§ Task list:
a. In the forum thread below, what does kassetra give as the forum's stated goal?
b. Does the forum thread below support each of these statements? Answer yes or no for each, quoting the deciding words. (i) kassetra describes posting on the forum as a right. (ii) The user posting as resolutioncenter says the new account was registered only to discuss this issue. (iii) kassetra says members of the forum must answer questions posed there.

==== Document excerpt

# The Ubuntu Forum Community > Ubuntu Community Discussions > Resolution Centre >  How to find a resolution if you are prevented from posting here

## Ubuntu_User

What am I supposed to do if an admin is simply refusing to answer what I think are relevant questions and instead chooses to abuse his admin powers?

Reference:
http://ubuntuforums.org/showthread.php?t=139401&page=4
http://ubuntuforums.org/showthread.php?t=147933
http://ubuntuforums.org/showthread.php?t=147936

----------


## KiwiNZ

Again our position has been made very clear

----------


## Ubuntu_User

> Again our position has been made very clear


Again, I don't think my questions have been addressed in any way, shape or form.

But if I'm wrong here, why do you refuse to simply show me where I'm wrong?

----------


## KiwiNZ

http://ubuntuforums.org/faq.php?faq=...q_forum_policy

----------


## Ubuntu_User

> http://ubuntuforums.org/faq.php?faq=...q_forum_policy


Again, my questions are not addressed there.
If I'm wrong and they are, please show me where exactly.

Thanks in advance.

----------


## resolutioncenter

How is the resolution center supposed to work if the very same admin I have an issue with I'd like to discuss here prevents this by banning me indefinately before anyone but himself addressed the issue and now starts to delete my posts?

I'm refering to this thread here:
http://ubuntuforums.org/showthread.php?t=147941

And rest assured, I only register a new user to discuss this, as it is beyond me how a resolution center is supposed to work if the one looking for a resolution is banned from posting.

----------


## kassetra

The admin in question is following the rules of this forum, which were created by the owner of this forum.

We are not a free speech or legal forum.  We are a technical forum, with the stated goal of providing technical support. 

As a privately owned forum, posts here are not subject to a right of free speech; we have policies and guidelines for what speech is allowed, and where it is allowed.  Posting is a privilege, not a right.

We have stated the policies and guidelines for posting on this forum quite clearly.  No one in this forum is under any obligation to answer any question posed here.

----------


## resolutioncenter

> The admin in question is following the rules of this forum, which were created by the owner of this forum.


By not giving answers but instead posting irrelevant drivel again and again, by infurating people, by banning people after provoking them even if they were in the process of taking this to the resolution center and by locking threads because he's seemingly unable to answer the questions posed there?




> We are not a free speech or legal forum.  We are a technical forum, with the stated goal of providing technical support. 
> 
> As a privately owned forum, posts here are not subject to a right of free speech; we have policies and guidelines for what speech is allowed, and where it is allowed.  Posting is a privilege, not a right.


I hope it is alright if I speak my mind freely, but this is really getting childish. 

I stated again and again and again that I agree with what you said (though you should of course also take into consideration that you are the official ubuntu forums, whatever may follow from that) and this is not the issue.

What is the issue here is first that the reasons given for the forum policy in question have been legal ones. Now if you do give legal reasons and people point out that your reasoning is on shaky grounds, to put it mildly, you should address these concerns.
Yet you showed again that you don't but instead will again and again and again repeat something that is not the issue and that nobody is disputing. 

Second, as should be pretty clear from my original post, the real subject of this thread is the behaviour of Kiwinz and I don't see how your statement addresses this in any way, shape or form.



> We have stated the policies and guidelines for posting on this forum quite clearly.  No one in this forum is under any obligation to answer any question posed here.

========
==== Entries provided

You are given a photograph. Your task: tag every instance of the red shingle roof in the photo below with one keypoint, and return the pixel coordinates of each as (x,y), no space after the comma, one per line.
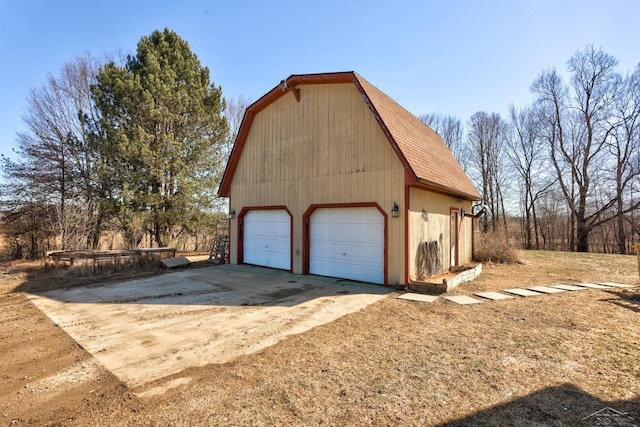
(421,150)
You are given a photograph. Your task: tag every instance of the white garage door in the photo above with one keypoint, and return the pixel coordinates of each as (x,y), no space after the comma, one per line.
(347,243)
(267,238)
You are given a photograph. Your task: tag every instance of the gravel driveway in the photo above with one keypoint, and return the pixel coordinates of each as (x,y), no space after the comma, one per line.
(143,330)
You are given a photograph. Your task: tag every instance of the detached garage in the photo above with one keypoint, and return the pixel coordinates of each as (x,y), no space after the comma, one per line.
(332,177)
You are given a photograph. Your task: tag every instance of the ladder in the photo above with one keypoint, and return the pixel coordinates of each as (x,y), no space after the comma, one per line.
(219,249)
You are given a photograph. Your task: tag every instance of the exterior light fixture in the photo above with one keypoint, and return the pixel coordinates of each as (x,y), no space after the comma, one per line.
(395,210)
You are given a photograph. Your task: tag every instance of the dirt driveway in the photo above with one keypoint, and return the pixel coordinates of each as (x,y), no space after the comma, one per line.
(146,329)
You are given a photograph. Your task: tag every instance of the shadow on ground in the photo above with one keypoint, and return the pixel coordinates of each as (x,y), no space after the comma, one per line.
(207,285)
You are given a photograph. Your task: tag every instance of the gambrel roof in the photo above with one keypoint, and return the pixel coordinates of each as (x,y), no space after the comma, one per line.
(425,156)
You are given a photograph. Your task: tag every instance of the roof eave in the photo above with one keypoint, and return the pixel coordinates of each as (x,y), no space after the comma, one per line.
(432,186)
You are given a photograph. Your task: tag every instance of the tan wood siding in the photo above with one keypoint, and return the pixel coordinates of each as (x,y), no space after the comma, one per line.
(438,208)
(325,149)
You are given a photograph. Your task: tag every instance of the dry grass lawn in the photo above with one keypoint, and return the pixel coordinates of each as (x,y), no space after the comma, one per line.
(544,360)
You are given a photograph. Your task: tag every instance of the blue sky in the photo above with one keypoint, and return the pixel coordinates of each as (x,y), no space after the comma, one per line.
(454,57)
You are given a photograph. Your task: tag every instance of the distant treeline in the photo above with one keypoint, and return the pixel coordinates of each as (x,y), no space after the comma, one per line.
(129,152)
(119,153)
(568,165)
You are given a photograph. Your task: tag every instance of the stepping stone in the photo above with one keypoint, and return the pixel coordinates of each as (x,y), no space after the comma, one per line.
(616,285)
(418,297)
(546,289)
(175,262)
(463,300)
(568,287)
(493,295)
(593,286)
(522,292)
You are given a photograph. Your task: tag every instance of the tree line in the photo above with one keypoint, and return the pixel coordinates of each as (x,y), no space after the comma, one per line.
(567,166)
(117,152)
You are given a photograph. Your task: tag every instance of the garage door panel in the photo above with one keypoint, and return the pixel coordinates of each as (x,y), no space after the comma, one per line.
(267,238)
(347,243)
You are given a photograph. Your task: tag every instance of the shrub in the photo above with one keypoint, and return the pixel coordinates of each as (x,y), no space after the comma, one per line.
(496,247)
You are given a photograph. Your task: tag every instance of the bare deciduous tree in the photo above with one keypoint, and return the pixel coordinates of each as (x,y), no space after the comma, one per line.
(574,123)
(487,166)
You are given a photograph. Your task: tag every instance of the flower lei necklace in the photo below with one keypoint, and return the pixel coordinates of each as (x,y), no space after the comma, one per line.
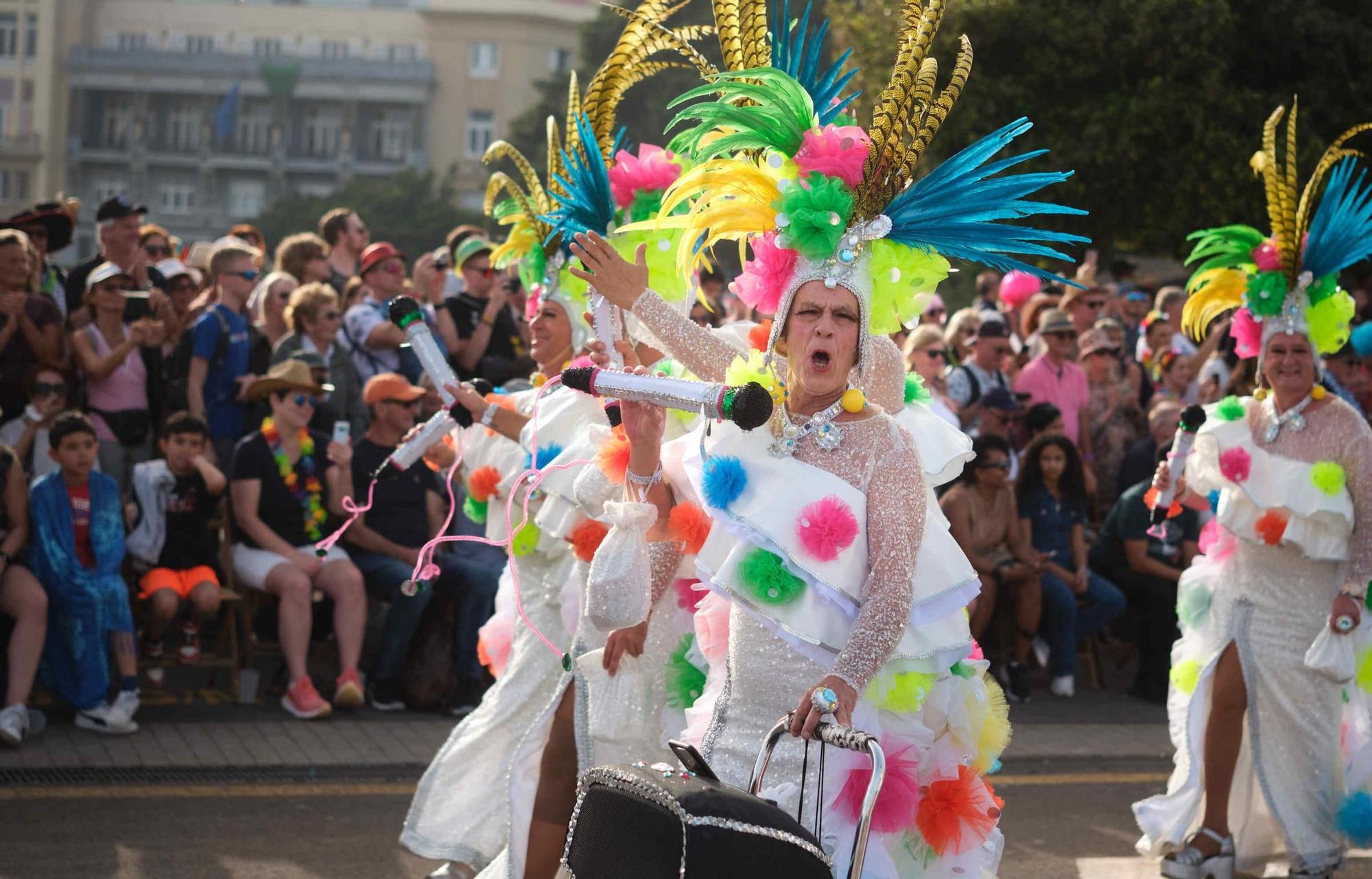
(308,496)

========

§ Answers per task:
a. Providing technical support.

b.
(i) No: "Posting is a privilege, not a right."
(ii) Yes: "I only register a new user to discuss this"
(iii) No: "No one in this forum is under any obligation to answer any question posed here."